▶ **Stated task**: Arrange all of the rows below as a numbered list, skipping any blank lines. Leave the pictures out of your answer.

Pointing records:
--- Begin ---

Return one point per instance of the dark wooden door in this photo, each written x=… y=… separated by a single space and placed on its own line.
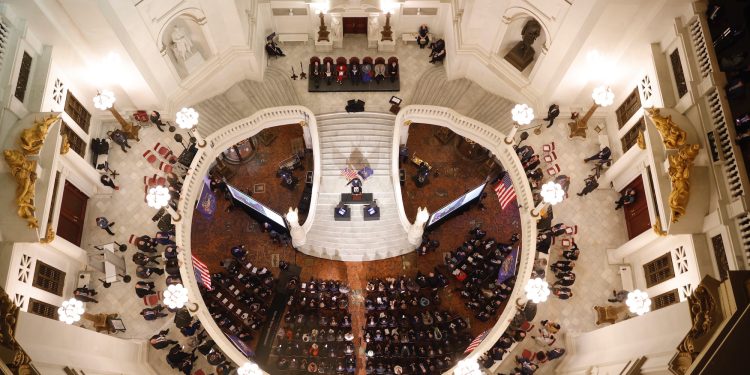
x=355 y=25
x=72 y=214
x=636 y=213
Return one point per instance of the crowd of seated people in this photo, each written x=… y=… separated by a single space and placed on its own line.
x=356 y=72
x=240 y=297
x=406 y=332
x=475 y=264
x=317 y=334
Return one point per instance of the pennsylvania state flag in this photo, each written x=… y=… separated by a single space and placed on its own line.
x=207 y=200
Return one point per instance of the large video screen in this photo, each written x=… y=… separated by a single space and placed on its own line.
x=456 y=204
x=257 y=206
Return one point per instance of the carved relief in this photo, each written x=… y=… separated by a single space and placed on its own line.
x=671 y=134
x=680 y=165
x=523 y=53
x=24 y=169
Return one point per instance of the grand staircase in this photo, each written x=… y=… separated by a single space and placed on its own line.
x=356 y=140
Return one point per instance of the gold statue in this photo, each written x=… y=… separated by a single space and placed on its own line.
x=65 y=145
x=32 y=138
x=657 y=228
x=641 y=140
x=50 y=236
x=679 y=174
x=25 y=173
x=671 y=134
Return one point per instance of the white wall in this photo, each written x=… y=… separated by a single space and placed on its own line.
x=607 y=350
x=53 y=345
x=21 y=266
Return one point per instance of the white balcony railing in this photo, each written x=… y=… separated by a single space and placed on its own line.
x=216 y=143
x=494 y=141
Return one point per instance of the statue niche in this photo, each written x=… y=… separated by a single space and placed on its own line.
x=523 y=53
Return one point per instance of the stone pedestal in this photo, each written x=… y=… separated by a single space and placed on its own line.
x=323 y=46
x=386 y=46
x=372 y=42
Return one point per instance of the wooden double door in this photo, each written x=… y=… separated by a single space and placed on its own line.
x=636 y=213
x=355 y=25
x=72 y=214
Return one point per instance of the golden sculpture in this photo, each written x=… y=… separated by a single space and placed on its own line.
x=25 y=173
x=641 y=140
x=8 y=318
x=130 y=130
x=671 y=134
x=657 y=228
x=50 y=235
x=679 y=174
x=579 y=125
x=65 y=145
x=32 y=138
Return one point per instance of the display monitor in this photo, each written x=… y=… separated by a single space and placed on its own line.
x=257 y=206
x=456 y=204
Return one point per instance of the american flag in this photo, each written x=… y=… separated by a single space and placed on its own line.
x=505 y=192
x=477 y=341
x=349 y=173
x=201 y=273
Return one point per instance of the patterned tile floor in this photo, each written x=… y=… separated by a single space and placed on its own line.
x=600 y=227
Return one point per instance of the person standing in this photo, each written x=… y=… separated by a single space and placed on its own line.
x=160 y=341
x=591 y=185
x=84 y=294
x=603 y=154
x=103 y=223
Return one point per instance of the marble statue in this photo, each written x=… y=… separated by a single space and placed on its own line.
x=373 y=28
x=336 y=28
x=181 y=42
x=523 y=53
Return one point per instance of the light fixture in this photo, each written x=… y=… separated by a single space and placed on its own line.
x=292 y=216
x=249 y=368
x=158 y=196
x=638 y=302
x=104 y=100
x=603 y=96
x=467 y=367
x=552 y=193
x=522 y=114
x=187 y=118
x=537 y=290
x=70 y=311
x=175 y=297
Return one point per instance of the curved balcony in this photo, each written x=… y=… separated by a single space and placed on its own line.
x=487 y=137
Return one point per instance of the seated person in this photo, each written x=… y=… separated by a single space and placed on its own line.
x=340 y=73
x=393 y=71
x=356 y=186
x=438 y=51
x=379 y=72
x=273 y=50
x=355 y=74
x=328 y=73
x=366 y=73
x=423 y=38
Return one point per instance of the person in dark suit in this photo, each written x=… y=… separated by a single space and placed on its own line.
x=591 y=185
x=393 y=71
x=603 y=154
x=552 y=113
x=160 y=341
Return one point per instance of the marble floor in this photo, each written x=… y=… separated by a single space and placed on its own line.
x=599 y=226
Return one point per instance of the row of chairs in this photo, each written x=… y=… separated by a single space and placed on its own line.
x=354 y=60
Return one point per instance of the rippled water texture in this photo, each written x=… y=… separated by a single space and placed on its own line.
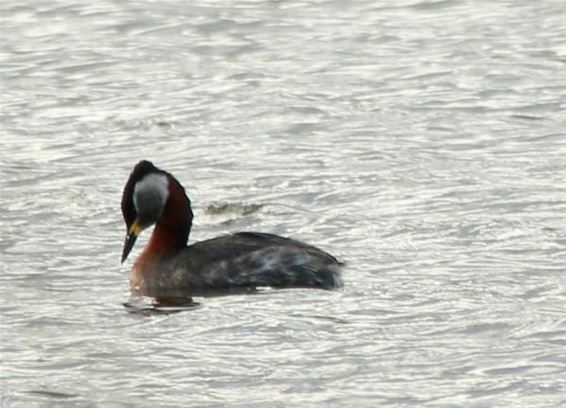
x=420 y=141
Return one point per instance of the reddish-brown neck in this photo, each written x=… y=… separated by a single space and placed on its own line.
x=171 y=232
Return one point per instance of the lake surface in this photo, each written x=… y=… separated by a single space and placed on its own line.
x=422 y=142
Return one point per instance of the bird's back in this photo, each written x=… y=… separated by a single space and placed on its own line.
x=251 y=260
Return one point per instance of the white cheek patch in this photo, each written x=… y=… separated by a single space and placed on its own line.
x=153 y=187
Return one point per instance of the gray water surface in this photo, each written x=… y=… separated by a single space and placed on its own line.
x=420 y=141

--- End ---

▶ **Written answer**:
1. Return one point per instance of the dark wooden door in this photo, each written x=… y=… separated by a single space and placed on its own line.
2. x=355 y=25
3. x=72 y=214
4. x=636 y=213
5. Return one point per instance of the crowd of seated people in this photo, each written x=… y=… separated by a single space and placed on its own line.
6. x=356 y=72
7. x=240 y=297
8. x=406 y=332
9. x=475 y=264
10. x=317 y=334
11. Return one point per instance of the pennsylvania state flag in this photo, each written x=… y=… separated by a single space and placed on its own line.
12. x=207 y=200
13. Return one point per instance of the large video screen in this photo, each written x=… y=… separated by a single space and placed on its own line.
14. x=456 y=204
15. x=257 y=206
16. Return one point per instance of the carved relief in this photo, each written x=… y=… separated by a single space and placed on its own line.
17. x=671 y=134
18. x=680 y=165
19. x=523 y=53
20. x=24 y=169
21. Return one point per instance of the grand staircase in this photo, each written x=… y=… separated by a single space and placed on its own line.
22. x=356 y=140
23. Return one point per instance of the gold statue in this photo, each written x=… y=… separated by a single space and placed on its own line.
24. x=65 y=145
25. x=32 y=138
26. x=657 y=228
27. x=641 y=140
28. x=50 y=236
29. x=679 y=174
30. x=25 y=173
31. x=671 y=134
32. Return one point per instance of the white wall in this photo, each written x=… y=… separated by a single space and placed on its own line.
33. x=607 y=350
34. x=53 y=345
35. x=21 y=266
36. Return one point per instance of the white balcony railing in this photo, each written x=… y=… separated by a single space and placed on its own line.
37. x=216 y=143
38. x=494 y=141
39. Return one point per instance of the statue niche in this photo, each written x=… y=… separated by a single space and placed on its own line.
40. x=523 y=53
41. Return one point per instance of the stone pedestal in this photo, each written x=… y=… separated by a single space and placed on its own line.
42. x=323 y=46
43. x=386 y=46
44. x=372 y=42
45. Return one point per instance of the wooden double door in this photo, each written x=… y=… separated by a single space and placed on its own line.
46. x=636 y=213
47. x=355 y=25
48. x=72 y=214
49. Return one point per instance of the golden sculpture in this photo, each written x=… y=… separated by a single space and placed on its own line.
50. x=25 y=173
51. x=641 y=140
52. x=8 y=318
53. x=130 y=130
54. x=671 y=134
55. x=657 y=228
56. x=50 y=235
57. x=679 y=174
58. x=579 y=125
59. x=65 y=145
60. x=32 y=138
61. Return one point per instance of the display monitor in this photo, each written x=… y=… separated by a single space and placed on its own line.
62. x=257 y=206
63. x=456 y=204
64. Return one point per instance of the american flag in this photo, each written x=… y=… separated by a single space and placed on its own line.
65. x=505 y=192
66. x=477 y=341
67. x=349 y=173
68. x=201 y=273
69. Return one point per instance of the patterned tile floor in this photo, each written x=… y=… separated by a single space and placed on its own line.
70. x=600 y=227
71. Return one point per instance of the person standing in this photo, each written x=… y=… separated by a single space and placed on its own line.
72. x=160 y=341
73. x=591 y=185
74. x=84 y=294
75. x=603 y=154
76. x=103 y=223
77. Return one point per instance of the marble statue in this photo, each written x=… y=… separated by a single space and placed on its own line.
78. x=373 y=28
79. x=336 y=28
80. x=181 y=42
81. x=523 y=53
82. Return one point per instance of the light fixture in this photo, each written x=… y=… separated by a single space and placed on its own line.
83. x=292 y=216
84. x=249 y=368
85. x=158 y=196
86. x=638 y=302
87. x=104 y=100
88. x=603 y=96
89. x=467 y=367
90. x=552 y=193
91. x=522 y=114
92. x=187 y=118
93. x=537 y=290
94. x=70 y=311
95. x=175 y=297
96. Return one point per instance of the curved balcony in this photo, each written x=… y=… separated by a single space and placed on its own line.
97. x=487 y=137
98. Return one point per instance of the seated person in this photo, each written x=… y=… separated by a single space and placed on its own line.
99. x=340 y=73
100. x=393 y=71
101. x=356 y=186
102. x=438 y=51
103. x=379 y=72
104. x=273 y=50
105. x=355 y=74
106. x=328 y=73
107. x=366 y=73
108. x=423 y=38
109. Return one point per instance of the person in dark suit in this photo, each written x=… y=… separated by a single space and placed on its own line.
110. x=591 y=185
111. x=393 y=71
112. x=603 y=154
113. x=552 y=113
114. x=160 y=341
115. Return one point per instance of the marble floor in this photo, each written x=… y=… separated by a single space and placed on its own line.
116. x=599 y=226
117. Return one point per instance of the row of chairs in this photo, each written x=… y=… separated by a single space and placed on its own line.
118. x=354 y=60
119. Return one point per instance of the rippled water texture in this photo, each written x=… y=… separated by a single space and placed on its own line.
120. x=420 y=141
121. Return one point per instance of the reddish-brown neck in this photo, each written x=… y=… separated by a single space and placed on its own line.
122. x=171 y=232
123. Return one point per instance of the lake surface in this photo, each written x=… y=… separated by a single space and placed on its own line.
124. x=422 y=142
125. Return one point per instance of the bird's back in this photo, each written x=… y=… separated by a single space and placed on its own line.
126. x=251 y=260
127. Return one point per instance of the white cheek patch in this photo, each written x=… y=… separated by a single space and placed on its own line.
128. x=153 y=187
129. Return one point per instance of the gray water surface in this photo, each written x=… y=… separated by a single space and placed on its own line.
130. x=420 y=141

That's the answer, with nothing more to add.